• _About this task_: Only lines that contain the word "roof" belong in the answer; copy them from the records below.

• _Supplied material_:
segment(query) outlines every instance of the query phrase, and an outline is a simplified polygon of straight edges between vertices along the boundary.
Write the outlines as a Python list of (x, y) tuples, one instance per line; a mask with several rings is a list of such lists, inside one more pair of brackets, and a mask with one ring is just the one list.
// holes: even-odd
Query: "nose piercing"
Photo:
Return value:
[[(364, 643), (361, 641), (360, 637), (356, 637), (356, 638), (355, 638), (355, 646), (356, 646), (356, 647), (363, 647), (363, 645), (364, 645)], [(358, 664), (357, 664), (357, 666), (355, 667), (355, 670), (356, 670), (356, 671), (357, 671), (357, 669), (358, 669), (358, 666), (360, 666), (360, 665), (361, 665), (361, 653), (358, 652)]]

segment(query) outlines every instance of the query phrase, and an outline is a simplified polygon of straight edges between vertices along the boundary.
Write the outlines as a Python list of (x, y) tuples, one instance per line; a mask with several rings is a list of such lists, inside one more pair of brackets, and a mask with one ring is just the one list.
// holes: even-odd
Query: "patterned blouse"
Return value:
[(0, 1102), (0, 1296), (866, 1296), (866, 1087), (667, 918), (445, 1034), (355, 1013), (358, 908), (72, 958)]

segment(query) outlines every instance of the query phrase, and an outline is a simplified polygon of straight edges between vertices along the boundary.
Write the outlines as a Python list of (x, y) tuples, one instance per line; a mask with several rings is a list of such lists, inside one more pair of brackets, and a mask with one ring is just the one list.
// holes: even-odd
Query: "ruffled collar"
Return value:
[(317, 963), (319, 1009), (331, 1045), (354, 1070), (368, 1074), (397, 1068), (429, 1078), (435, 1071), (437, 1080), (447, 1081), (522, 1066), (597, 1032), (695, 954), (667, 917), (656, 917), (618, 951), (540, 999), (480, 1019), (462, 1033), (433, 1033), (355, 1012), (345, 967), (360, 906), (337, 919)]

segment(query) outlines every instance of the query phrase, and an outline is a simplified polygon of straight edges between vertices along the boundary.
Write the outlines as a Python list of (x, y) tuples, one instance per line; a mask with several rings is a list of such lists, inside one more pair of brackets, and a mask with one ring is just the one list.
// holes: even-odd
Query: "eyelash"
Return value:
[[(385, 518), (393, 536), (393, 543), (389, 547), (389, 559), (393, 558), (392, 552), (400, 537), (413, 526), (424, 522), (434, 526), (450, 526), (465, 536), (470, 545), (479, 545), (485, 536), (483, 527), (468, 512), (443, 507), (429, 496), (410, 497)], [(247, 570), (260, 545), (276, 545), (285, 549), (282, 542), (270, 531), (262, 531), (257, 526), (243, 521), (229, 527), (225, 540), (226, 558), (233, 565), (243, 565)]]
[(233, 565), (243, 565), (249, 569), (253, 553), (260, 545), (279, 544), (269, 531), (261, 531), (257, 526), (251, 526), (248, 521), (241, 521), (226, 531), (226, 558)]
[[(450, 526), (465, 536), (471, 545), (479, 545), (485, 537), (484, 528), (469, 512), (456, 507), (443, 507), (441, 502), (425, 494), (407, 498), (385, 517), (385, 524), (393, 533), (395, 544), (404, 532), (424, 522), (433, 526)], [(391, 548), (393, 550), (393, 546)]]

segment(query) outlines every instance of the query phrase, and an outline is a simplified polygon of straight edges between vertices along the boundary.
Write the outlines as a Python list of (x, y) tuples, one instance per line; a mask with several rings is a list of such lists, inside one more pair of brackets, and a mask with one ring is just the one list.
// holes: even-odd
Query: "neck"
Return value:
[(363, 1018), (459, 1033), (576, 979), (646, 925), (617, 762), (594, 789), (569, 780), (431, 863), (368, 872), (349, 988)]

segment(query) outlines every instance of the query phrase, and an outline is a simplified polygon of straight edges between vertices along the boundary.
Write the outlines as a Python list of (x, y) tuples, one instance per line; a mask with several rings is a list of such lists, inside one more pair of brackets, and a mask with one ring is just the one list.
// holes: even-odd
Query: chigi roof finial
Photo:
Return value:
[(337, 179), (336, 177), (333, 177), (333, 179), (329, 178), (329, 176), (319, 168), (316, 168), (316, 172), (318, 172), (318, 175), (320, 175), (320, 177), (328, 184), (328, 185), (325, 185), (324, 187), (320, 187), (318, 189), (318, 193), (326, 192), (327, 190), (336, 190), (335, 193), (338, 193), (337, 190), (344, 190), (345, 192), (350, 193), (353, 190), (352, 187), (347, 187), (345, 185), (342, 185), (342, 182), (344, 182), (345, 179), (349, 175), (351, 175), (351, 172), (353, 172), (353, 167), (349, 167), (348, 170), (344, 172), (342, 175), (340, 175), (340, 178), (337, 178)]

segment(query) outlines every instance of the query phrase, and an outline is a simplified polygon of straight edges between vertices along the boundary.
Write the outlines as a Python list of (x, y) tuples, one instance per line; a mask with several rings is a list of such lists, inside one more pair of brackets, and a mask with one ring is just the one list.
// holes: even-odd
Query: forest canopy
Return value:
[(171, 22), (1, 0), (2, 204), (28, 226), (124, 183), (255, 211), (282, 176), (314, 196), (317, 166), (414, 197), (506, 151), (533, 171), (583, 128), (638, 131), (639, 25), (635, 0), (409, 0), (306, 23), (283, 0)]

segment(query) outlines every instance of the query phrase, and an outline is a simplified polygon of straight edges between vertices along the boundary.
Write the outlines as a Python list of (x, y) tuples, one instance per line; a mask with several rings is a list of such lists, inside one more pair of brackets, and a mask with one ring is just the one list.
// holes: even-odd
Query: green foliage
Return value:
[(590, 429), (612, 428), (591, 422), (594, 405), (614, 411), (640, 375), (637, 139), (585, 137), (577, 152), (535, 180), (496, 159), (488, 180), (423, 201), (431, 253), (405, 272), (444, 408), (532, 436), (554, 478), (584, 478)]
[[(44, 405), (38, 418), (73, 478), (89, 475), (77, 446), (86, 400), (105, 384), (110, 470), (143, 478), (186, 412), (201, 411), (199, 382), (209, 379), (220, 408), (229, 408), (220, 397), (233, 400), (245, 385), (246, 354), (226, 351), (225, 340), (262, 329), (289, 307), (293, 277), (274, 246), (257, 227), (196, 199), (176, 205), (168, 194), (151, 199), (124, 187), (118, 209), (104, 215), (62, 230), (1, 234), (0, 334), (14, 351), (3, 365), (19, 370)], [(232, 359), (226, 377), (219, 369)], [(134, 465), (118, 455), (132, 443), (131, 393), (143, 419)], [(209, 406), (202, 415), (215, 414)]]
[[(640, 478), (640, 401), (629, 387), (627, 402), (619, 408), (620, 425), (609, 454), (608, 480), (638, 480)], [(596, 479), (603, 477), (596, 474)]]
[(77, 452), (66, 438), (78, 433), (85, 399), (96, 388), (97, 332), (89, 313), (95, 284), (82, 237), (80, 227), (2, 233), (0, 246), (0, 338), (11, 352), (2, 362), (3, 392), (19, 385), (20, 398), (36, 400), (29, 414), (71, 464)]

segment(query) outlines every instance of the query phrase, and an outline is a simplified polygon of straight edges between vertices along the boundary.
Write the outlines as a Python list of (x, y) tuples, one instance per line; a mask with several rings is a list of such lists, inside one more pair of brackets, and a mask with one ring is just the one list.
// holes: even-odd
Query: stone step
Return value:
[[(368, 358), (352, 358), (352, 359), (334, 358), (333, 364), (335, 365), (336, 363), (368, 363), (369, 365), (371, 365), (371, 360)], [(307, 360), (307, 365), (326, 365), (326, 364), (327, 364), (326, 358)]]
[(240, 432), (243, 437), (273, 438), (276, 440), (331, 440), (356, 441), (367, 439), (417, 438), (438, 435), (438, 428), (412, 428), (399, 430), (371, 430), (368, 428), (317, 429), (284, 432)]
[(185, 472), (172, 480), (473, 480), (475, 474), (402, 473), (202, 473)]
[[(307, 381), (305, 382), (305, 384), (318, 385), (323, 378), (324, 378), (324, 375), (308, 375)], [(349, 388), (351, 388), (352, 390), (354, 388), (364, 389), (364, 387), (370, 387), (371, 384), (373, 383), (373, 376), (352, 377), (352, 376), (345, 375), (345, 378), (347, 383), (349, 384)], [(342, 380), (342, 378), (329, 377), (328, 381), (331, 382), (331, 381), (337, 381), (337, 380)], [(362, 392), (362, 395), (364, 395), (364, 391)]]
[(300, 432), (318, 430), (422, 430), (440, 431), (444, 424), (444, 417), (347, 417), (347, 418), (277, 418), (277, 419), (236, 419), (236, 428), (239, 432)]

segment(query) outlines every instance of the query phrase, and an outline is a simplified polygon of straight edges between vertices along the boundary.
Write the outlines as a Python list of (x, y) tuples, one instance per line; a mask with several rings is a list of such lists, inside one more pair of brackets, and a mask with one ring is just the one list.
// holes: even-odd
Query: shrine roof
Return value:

• _Task output_:
Query: chigi roof finial
Query: shrine roof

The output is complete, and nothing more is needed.